#### TASK
Reproduce a span of the forum thread about finding local banks word for word: begin at the words "Titles differentiate bank" and stop after "posts from you.".

#### SELECTED TEXT
Cain Wright, over 8 years ago
@Cain Wright Thank you for the useful blog. Will you say local bank is willing to work with out of state investor that invest in that local community? Or do they only want to work with local investors?
Tuan L., over 8 years ago
Cain Wright, over 8 years ago
Dante,
There are a few ways to find local banks/lenders. First, start with the bank's name. If there's a bank near you that has the city's name in it (First Bank of ____), that means they're a local bank. The next step would be utilizing the FDIC's website. Most banks are insured and regulated by the FDIC, and banks have to publish information through the FDIC. You can go to the FDIC's bank search function, and research banks that are headquartered in your area. You can also search by number of branches and asset sizes. This will depend on the area, but a good rule of thumb would be searching for banks within your area with asset sizes spanning from $100 million to $1 billion. That should narrow your list down, and give you a smaller pool to call and vet. Regional banks would be larger, but you could search that accordingly as well.
Titles differentiate bank by bank, but here are a few: Commercial Lender, Commercial Banker, Assistant Vice President, Vice President, Junior Banker, Senior Banker, etc. If possible, I would call and discuss their philosophy and how they structure, and give some examples. If they tell you that you'll just need to fill out an app, move on to the next bank. I talk with investors all the time about our practices without trying to "sell" them.
Ideally, you can find a lender who also invests and just gets it. Hope this helps!
Cain
Cain Wright, over 8 years ago
Excellent post! I look forward to reading more posts from you.
Tameka Herring, over 8 years ago
@Cain Wright great post! So what's the best way to find a portfolio lender in our local area? You can't just Google portfolio lender (insert city)! What are their job titles? How do we tell if a bank is really community based? Does it just require calling every bank and asking (what questions should we ask?)? Thanks!
Dante Pirouz, over 8 years ago
Thanks Jeff! Unfortunately it's all too common. Too many lenders penalize entrepreneurship, and I've never understood that concept. If lenders continue to neglect investor financing, other alternatives will continue to grow (crowd funding, private lending, etc.). Supply and demand! If you think of any noteworthy topics regarding the financing side, definitely let me know!

#### STORED DATA
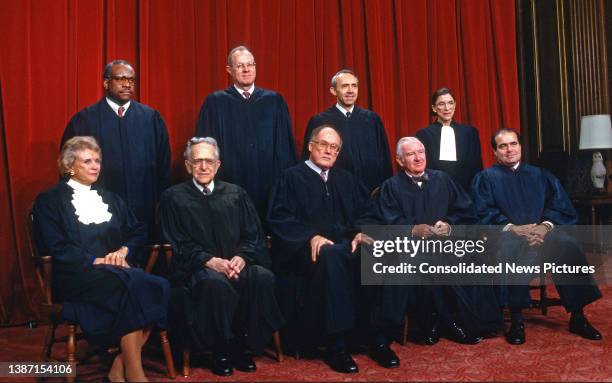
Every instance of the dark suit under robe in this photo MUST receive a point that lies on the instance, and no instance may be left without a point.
(533, 195)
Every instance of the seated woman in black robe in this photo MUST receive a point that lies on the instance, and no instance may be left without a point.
(91, 236)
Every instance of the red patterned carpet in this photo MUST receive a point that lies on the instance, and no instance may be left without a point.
(550, 354)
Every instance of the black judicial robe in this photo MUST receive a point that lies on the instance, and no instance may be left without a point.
(200, 227)
(222, 224)
(107, 302)
(254, 136)
(302, 206)
(317, 299)
(531, 195)
(365, 148)
(467, 144)
(528, 195)
(403, 202)
(135, 153)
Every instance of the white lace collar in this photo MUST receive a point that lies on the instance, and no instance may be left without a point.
(88, 204)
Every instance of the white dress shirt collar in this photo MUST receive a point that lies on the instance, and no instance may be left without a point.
(115, 107)
(343, 110)
(241, 91)
(210, 186)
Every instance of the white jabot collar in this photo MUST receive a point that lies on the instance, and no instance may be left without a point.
(115, 107)
(448, 148)
(88, 204)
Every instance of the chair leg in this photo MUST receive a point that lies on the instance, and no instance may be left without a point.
(71, 348)
(405, 331)
(543, 297)
(186, 361)
(163, 336)
(48, 341)
(277, 346)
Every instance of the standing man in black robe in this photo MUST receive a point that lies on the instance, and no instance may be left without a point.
(430, 203)
(532, 207)
(134, 140)
(365, 148)
(220, 259)
(312, 217)
(253, 128)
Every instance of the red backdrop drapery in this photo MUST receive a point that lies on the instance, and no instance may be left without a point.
(53, 52)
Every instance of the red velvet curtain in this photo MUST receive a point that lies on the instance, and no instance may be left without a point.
(53, 52)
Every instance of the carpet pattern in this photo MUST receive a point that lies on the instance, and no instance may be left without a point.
(551, 353)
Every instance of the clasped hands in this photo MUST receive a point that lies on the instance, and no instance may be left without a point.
(116, 258)
(440, 228)
(533, 233)
(318, 241)
(231, 268)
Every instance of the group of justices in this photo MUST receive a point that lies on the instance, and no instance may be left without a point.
(246, 183)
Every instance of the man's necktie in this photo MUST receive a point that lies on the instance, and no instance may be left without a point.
(323, 176)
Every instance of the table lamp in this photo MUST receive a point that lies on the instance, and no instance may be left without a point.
(596, 133)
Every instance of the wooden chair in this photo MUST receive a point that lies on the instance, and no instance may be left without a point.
(166, 249)
(52, 312)
(544, 302)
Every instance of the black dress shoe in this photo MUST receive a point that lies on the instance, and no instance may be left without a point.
(384, 356)
(516, 335)
(341, 361)
(457, 334)
(222, 365)
(244, 362)
(583, 328)
(431, 337)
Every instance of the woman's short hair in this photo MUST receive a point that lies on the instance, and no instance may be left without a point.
(438, 93)
(69, 152)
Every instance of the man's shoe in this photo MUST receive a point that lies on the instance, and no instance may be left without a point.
(244, 362)
(431, 337)
(384, 356)
(341, 361)
(222, 365)
(583, 328)
(516, 335)
(457, 334)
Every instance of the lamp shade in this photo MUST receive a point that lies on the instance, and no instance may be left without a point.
(595, 132)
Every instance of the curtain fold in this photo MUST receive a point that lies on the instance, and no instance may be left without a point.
(53, 53)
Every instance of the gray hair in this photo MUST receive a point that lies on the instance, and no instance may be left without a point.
(70, 149)
(405, 140)
(237, 49)
(199, 140)
(339, 73)
(108, 68)
(318, 129)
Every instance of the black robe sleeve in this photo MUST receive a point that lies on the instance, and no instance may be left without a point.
(292, 235)
(189, 255)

#### SOLUTION TO THIS PROBLEM
Titles differentiate bank by bank, but here are a few: Commercial Lender, Commercial Banker, Assistant Vice President, Vice President, Junior Banker, Senior Banker, etc. If possible, I would call and discuss their philosophy and how they structure, and give some examples. If they tell you that you'll just need to fill out an app, move on to the next bank. I talk with investors all the time about our practices without trying to "sell" them.
Ideally, you can find a lender who also invests and just gets it. Hope this helps!
Cain
Cain Wright, over 8 years ago
Excellent post! I look forward to reading more posts from you.